• What is required:
Copy every one of the records below, reproducing each line character for character.

— Start of Stored rows —

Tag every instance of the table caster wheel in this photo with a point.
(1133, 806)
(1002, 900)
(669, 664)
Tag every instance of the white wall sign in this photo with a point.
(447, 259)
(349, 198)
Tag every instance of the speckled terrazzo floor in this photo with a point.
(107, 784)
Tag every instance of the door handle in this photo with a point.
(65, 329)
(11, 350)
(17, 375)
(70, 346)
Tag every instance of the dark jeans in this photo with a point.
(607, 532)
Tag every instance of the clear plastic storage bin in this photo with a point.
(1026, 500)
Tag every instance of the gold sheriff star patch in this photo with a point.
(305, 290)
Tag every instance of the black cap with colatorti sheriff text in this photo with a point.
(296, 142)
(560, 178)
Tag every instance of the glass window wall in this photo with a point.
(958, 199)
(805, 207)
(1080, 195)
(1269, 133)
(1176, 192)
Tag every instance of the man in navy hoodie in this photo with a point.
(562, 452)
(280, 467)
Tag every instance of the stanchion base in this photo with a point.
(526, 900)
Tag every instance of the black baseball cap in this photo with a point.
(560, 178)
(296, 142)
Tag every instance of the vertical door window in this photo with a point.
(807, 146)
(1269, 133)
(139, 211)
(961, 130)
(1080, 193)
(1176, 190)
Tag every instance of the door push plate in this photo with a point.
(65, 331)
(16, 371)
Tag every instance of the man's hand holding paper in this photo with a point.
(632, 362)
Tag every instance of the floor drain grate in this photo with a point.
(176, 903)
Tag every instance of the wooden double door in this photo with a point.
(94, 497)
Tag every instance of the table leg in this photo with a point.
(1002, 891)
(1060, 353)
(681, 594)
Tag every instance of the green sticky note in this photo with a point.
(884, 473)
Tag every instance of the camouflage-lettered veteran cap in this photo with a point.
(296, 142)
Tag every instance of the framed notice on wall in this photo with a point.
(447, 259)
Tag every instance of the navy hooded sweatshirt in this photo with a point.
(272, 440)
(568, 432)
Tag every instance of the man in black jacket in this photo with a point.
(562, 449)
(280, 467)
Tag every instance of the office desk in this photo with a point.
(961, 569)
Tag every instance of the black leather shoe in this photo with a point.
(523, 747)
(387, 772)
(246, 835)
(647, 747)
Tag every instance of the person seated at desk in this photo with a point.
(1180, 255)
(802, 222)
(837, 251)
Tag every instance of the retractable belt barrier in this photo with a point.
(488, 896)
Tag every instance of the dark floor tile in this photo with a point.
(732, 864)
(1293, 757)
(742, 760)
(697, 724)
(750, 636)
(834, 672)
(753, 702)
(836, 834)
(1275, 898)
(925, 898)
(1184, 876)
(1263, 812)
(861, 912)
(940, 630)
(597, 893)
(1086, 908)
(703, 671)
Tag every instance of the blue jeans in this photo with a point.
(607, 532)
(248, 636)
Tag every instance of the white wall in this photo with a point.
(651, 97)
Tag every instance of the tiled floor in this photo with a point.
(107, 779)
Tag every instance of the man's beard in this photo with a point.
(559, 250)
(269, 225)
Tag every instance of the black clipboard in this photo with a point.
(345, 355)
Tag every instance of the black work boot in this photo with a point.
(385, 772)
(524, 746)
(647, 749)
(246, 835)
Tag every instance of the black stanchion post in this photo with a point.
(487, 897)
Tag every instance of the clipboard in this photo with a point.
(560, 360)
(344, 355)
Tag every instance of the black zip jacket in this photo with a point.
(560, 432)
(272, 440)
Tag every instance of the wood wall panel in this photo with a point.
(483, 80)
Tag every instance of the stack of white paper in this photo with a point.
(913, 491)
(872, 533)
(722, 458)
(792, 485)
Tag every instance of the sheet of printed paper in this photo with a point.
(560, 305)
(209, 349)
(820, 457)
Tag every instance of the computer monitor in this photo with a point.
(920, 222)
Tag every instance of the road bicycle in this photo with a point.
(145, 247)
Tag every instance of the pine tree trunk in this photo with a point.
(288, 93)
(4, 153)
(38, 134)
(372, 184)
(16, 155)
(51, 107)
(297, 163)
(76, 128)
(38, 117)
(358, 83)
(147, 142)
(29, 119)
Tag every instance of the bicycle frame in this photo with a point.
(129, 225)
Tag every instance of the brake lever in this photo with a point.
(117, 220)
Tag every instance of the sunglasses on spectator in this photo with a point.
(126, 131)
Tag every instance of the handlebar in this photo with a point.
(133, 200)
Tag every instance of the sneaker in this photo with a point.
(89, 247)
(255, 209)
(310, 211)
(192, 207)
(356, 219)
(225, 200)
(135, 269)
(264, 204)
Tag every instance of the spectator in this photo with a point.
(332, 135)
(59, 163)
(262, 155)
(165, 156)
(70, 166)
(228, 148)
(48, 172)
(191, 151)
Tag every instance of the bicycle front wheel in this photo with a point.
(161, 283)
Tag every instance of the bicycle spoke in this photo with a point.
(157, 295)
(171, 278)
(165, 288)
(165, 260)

— End of Stored rows —

• Output:
Tag every instance of the table caster wheel in this photo with a point.
(1133, 806)
(1002, 900)
(669, 664)
Tag every instance of the white wall sign in this photo with a point.
(447, 259)
(349, 198)
Tag every instance of the speckled terrazzo floor in this photo with a point.
(107, 784)
Tag every instance of the door handle in this photo with a point.
(65, 329)
(11, 350)
(17, 375)
(70, 346)
Tag every instance of the dark jeans in this photo with a point.
(607, 532)
Tag every instance of the clear plastic storage bin in this photo with a point.
(1026, 500)
Tag every instance of the gold sheriff star patch in this photo with a point.
(305, 290)
Tag every instance of the black cap with colatorti sheriff text in this photo with a point.
(296, 142)
(560, 178)
Tag every instance of the glass window wall in this photo with a point.
(958, 199)
(805, 207)
(1080, 195)
(1269, 133)
(1176, 192)
Tag every instance of the man in navy hoodie in this photo with a point.
(562, 452)
(280, 467)
Tag every instance of the stanchion base in this photo with a point.
(526, 900)
Tag every instance of the black baseball cap in this photo with a point.
(560, 178)
(296, 142)
Tag every instance of the vertical door window in this photo with a point.
(807, 146)
(1269, 133)
(139, 211)
(961, 130)
(1080, 193)
(1176, 190)
Tag every instance of the door push plate in this photo with a point.
(65, 331)
(16, 371)
Tag every instance of the man's hand holding paper in this photo with a point.
(632, 362)
Tag every instance of the floor drain grate in this photo with a point.
(176, 903)
Tag every instance of the wooden double door in this photo with a point.
(94, 497)
Tag every instance of the table leg in this photo with a point.
(1002, 891)
(1060, 353)
(681, 594)
Tag every instance of the green sticky note in this photo with a point.
(884, 473)
Tag every instance of the camouflage-lettered veteran cap in this photo with a point.
(296, 142)
Tag every instance of the framed notice on wall in this photo with a point.
(447, 259)
Tag every instance of the navy hooded sweatshirt in this photo with a point.
(272, 440)
(568, 432)
Tag every instance of the man in black jacket in this photo with a point.
(562, 449)
(280, 467)
Tag every instance of the office desk in this photo with a point.
(961, 569)
Tag every instance of the black leather shoe in this photo with a point.
(523, 747)
(387, 772)
(246, 835)
(647, 747)
Tag every instance of the person seated at desk in this photo with a point.
(1180, 255)
(802, 222)
(837, 251)
Tag every instance of the retractable belt barrier in this photo with a point.
(488, 896)
Tag every instance of the dark floor tile in this photo with a point.
(732, 864)
(1293, 757)
(742, 760)
(697, 724)
(750, 636)
(834, 672)
(753, 702)
(836, 834)
(1275, 898)
(925, 898)
(1184, 876)
(1263, 812)
(861, 912)
(940, 630)
(597, 893)
(1086, 908)
(703, 671)
Tag every instance of the blue jeans in this photo with a point.
(607, 532)
(248, 636)
Tag every instance of the white wall in this photo with a point.
(651, 97)
Tag every instance of the tiled floor in this photo with a point.
(107, 779)
Tag every instance of the man's beard in this photo with a point.
(559, 250)
(269, 225)
Tag every instance of the black clipboard in this photo with a point.
(345, 355)
Tag every instance of the black work boot in this photo with a point.
(385, 772)
(524, 746)
(647, 749)
(246, 835)
Tag every instance of the black stanchion post in this photo with a point.
(487, 897)
Tag every instance of the clipboard in this photo with a point.
(560, 360)
(344, 355)
Tag every instance of the black zip jacket in this photo with a point.
(560, 432)
(272, 440)
Tag every instance of the wood wall panel in this photo with a point.
(483, 80)
Tag every instance of the stack of white paper in this photo with a point.
(913, 491)
(872, 533)
(722, 458)
(792, 485)
Tag every instance of the sheet of printed paper in this photo with a point.
(560, 305)
(209, 349)
(820, 457)
Tag every instance of the computer monitor in this photo with a point.
(920, 222)
Tag every instance of the road bicycle in this photo with a point.
(145, 247)
Tag every instance of the pine tree trunk in this photo with a point.
(288, 93)
(4, 153)
(38, 134)
(372, 184)
(16, 155)
(51, 107)
(297, 163)
(76, 128)
(38, 117)
(358, 83)
(147, 142)
(29, 119)
Tag every instance of the bicycle frame in this photo with a point.
(129, 225)
Tag every instance of the brake lever in this photo with a point.
(117, 220)
Tag every instance of the sunglasses on spectator in this photo with a point.
(126, 131)
Tag every instance of the handlebar in this photo with a point.
(133, 200)
Tag every instance of the sneaker in this photo with a point.
(89, 247)
(255, 209)
(310, 211)
(192, 207)
(356, 219)
(225, 200)
(135, 269)
(264, 204)
Tag every instance of the spectator in this photo with a point.
(332, 135)
(59, 163)
(262, 155)
(165, 156)
(70, 166)
(228, 148)
(48, 172)
(191, 151)
Tag every instance of the bicycle front wheel in this photo with a point.
(161, 283)
Tag every instance of the bicycle spoke in this photo with a point.
(157, 295)
(171, 278)
(165, 288)
(165, 260)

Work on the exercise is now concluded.